-- BEGIN Selected excerpt --

Of course we’re all brought up to believe death is something unnatural and wrong. Again I say, death is the natural conclusion to life. There’s nothing unnatural about it. It’s the great equalizer in this game we call life. We’re all going to experience it, and we’re all going to have someone close to us die at some point (and it’s going to be painful because nothing can really prepare you for the loss of a loved one – not even poor health or advanced age).

Like I said, grandma and I were close. She was like a second mom to me. When my parents were having problems when I was just a baby, my grandmother was the one who took care of me. I remember going to her house to stay the night and going with her to church. For me it was “story time and doughnuts” (I was only six or seven). When I was eleven, she moved in with us and she lived with us until I went off to college at the age of eighteen. Shortly after that she moved into an apartment to be closer to her friends (since my parents live out of the way). Once she moved, I’d go see her one or two Friday nights a month and we’d play cards and have dinner. This went on until I was twenty-eight.  Admittedly when I got married I didn’t spend as much time as I could with Grandma until she was in her early 90’s. That’s when her health started going. I started going to see her one Friday night a month again. This switched to every Wednesday night and one or two Saturdays a month so she could get her hair done after she stopped driving. The last three years of her life she was in and out of nursing homes and finally put into assisted living where she spent her final days. I spent those last three years spending at least a few hours a week with her.

I think what I’m most thankful for are the hours we spent talking about her life growing up. My grandma was quite the “wild” independent woman in her day. She didn’t marry and have kids until she was in her thirties (which made you an old maid back then). She was actually pretty cool and she is missed every Wednesday and Saturday. For the first month after she died I wasn’t sure what to do with myself. I haven’t had a Wednesday or Saturday for a few years now. ::laugh:: But I’m slowly adjusting, even though there’s still that sense that I’ve forgotten to do something, or something is not quite right. Or I’ll catch myself thinking, “I should get that for grandma.” Or “I have to tell grandma about this!”

-- END Selected excerpt --
-- BEGIN Provided records --

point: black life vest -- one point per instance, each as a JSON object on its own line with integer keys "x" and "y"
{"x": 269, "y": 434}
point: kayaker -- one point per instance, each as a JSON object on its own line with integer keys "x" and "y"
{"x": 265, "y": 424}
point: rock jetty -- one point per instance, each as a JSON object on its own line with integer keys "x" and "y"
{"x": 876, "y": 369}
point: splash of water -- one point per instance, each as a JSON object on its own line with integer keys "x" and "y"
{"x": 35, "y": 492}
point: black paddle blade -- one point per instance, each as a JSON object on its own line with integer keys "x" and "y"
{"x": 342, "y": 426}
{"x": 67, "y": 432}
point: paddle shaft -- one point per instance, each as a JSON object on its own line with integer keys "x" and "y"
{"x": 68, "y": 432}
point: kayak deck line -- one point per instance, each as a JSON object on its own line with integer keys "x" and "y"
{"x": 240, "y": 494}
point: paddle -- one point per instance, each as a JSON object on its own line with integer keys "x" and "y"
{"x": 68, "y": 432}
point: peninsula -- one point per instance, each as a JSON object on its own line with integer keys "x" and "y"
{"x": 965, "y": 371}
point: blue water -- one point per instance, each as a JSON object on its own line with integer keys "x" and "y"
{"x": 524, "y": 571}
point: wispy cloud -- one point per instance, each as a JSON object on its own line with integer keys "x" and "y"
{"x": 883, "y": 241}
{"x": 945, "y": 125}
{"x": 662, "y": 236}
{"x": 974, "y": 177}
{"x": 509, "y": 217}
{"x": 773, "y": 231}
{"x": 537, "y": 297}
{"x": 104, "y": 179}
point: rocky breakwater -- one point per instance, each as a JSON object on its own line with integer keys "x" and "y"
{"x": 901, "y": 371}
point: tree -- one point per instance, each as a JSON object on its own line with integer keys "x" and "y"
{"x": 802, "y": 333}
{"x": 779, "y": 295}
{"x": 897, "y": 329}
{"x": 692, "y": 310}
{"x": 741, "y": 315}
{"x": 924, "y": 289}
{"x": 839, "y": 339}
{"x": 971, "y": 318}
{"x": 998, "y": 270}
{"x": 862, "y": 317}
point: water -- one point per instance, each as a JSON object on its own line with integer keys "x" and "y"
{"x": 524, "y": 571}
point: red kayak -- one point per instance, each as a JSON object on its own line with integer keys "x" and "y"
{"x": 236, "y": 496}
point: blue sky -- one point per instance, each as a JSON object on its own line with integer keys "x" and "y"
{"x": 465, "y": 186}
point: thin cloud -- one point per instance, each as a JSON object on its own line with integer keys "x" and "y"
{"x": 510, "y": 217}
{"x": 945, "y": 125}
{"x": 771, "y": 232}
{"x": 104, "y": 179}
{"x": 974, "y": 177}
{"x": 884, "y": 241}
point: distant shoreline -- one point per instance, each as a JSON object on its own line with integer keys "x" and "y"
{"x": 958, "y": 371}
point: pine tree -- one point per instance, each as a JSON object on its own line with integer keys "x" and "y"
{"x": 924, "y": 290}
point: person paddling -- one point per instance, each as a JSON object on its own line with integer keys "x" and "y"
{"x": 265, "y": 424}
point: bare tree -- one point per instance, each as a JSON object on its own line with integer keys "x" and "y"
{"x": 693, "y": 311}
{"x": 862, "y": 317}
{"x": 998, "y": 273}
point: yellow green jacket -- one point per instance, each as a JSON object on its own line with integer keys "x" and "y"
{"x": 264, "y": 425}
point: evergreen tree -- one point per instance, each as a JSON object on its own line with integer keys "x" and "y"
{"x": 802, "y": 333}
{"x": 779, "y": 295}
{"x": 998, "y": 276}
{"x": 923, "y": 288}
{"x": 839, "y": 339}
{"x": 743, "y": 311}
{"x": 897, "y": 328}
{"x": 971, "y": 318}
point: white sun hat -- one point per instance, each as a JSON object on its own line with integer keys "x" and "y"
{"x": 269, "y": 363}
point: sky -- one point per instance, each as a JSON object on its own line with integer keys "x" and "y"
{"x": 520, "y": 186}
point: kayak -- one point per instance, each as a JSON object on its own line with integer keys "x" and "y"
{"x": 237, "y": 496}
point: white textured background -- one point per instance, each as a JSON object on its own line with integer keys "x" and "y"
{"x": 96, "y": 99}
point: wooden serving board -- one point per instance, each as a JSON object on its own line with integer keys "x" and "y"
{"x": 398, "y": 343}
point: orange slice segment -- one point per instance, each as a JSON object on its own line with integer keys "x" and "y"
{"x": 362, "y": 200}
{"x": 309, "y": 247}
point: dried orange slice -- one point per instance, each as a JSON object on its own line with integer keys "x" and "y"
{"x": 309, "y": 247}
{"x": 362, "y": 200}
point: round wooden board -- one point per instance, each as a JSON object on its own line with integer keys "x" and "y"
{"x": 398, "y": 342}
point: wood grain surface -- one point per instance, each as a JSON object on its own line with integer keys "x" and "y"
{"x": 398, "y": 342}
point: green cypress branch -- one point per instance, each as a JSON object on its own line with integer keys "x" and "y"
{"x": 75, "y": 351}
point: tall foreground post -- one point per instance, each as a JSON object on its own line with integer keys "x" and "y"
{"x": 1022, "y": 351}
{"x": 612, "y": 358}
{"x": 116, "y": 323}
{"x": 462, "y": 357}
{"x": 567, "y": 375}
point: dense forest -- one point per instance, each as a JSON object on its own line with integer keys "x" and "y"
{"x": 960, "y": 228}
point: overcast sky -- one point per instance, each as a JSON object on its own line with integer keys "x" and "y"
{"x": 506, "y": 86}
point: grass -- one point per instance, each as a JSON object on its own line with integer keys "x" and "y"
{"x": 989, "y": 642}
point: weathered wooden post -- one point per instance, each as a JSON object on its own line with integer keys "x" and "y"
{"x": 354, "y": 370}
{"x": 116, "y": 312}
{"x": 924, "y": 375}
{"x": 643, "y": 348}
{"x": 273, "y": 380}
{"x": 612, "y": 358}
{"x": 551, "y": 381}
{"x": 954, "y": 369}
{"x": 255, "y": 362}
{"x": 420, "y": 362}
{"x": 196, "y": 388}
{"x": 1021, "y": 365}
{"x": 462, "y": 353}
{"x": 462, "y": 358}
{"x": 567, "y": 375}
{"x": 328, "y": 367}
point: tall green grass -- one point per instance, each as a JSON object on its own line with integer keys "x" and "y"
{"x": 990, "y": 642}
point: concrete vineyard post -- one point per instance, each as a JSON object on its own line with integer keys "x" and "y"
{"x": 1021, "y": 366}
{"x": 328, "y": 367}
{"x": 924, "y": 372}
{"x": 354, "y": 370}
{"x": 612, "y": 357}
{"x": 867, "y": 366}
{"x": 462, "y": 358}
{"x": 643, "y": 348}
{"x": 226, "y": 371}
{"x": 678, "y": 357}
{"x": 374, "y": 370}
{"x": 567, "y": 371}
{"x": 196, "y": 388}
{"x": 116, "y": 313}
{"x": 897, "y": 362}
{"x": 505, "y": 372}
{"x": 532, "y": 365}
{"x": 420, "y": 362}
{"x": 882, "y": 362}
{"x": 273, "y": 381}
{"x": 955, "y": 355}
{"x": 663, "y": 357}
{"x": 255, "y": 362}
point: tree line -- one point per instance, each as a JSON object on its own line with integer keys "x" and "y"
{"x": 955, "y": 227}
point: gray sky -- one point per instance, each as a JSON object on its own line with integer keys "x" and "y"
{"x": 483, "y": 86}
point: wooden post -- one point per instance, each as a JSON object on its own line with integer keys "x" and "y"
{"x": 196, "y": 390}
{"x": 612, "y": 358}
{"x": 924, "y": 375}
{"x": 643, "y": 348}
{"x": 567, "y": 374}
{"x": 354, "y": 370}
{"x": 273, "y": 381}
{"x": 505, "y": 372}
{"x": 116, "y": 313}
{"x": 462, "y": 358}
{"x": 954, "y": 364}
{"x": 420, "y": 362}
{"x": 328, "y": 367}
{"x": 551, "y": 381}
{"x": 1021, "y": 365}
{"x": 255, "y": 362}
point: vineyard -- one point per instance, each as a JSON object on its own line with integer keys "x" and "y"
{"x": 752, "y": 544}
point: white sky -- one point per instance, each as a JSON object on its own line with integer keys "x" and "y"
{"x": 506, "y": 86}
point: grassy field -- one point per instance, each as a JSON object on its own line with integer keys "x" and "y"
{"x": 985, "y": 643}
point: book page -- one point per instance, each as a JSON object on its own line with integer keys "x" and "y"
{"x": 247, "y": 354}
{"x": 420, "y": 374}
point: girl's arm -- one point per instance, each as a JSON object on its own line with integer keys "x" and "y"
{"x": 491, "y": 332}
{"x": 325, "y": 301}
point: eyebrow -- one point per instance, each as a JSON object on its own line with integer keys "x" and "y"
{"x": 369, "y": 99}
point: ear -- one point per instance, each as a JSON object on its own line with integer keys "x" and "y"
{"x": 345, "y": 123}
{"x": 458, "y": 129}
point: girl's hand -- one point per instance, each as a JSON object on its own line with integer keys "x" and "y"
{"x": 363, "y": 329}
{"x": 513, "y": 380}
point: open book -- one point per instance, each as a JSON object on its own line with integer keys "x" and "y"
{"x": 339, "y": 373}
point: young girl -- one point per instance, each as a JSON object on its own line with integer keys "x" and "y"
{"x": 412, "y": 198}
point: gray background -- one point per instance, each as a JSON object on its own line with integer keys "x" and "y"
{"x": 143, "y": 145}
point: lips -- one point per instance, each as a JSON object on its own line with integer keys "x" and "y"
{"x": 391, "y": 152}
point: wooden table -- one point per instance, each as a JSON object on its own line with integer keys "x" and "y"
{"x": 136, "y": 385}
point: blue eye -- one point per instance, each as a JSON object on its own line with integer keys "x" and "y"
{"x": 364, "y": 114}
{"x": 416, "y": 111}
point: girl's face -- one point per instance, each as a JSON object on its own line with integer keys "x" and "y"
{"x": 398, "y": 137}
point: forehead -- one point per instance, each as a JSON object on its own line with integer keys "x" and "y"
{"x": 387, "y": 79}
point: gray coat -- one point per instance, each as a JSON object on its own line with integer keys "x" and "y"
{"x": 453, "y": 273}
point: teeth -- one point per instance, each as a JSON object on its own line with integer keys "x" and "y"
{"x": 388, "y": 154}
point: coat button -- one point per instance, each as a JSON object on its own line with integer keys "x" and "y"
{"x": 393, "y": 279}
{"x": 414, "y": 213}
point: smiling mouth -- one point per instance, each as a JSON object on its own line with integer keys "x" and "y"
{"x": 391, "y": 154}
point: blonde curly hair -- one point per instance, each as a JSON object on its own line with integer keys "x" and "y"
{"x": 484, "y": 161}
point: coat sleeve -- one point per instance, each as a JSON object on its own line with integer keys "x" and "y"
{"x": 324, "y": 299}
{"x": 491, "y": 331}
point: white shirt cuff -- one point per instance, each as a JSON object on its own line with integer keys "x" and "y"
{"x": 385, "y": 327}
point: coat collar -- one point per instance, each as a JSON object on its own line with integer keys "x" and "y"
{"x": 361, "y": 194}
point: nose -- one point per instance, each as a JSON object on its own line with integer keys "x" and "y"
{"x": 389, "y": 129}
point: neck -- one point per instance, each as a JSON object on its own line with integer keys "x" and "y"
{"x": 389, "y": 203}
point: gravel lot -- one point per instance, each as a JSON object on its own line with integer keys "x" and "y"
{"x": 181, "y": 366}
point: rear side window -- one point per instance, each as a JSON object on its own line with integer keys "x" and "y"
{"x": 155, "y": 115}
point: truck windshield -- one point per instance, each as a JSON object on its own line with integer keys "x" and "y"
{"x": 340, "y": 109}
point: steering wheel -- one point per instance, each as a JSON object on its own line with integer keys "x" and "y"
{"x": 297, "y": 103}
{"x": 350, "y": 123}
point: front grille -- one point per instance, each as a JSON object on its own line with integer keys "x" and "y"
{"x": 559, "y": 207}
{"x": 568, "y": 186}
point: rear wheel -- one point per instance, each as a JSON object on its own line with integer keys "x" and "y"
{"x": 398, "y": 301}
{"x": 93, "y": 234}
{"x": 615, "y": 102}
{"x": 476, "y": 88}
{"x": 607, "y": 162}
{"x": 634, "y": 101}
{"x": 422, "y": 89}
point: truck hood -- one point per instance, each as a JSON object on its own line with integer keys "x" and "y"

-- END Provided records --

[Goals]:
a - In the passage about grandma, list every age the writer gives for themself.
b - Write out the passage about grandma from "Of course we’re" up to and including "or advanced age).".
Work from the passage about grandma only, not from the data.

[Exercise results]:
a -
- six or seven
- eleven
- eighteen
- twenty-eight

b -
Of course we’re all brought up to believe death is something unnatural and wrong. Again I say, death is the natural conclusion to life. There’s nothing unnatural about it. It’s the great equalizer in this game we call life. We’re all going to experience it, and we’re all going to have someone close to us die at some point (and it’s going to be painful because nothing can really prepare you for the loss of a loved one – not even poor health or advanced age).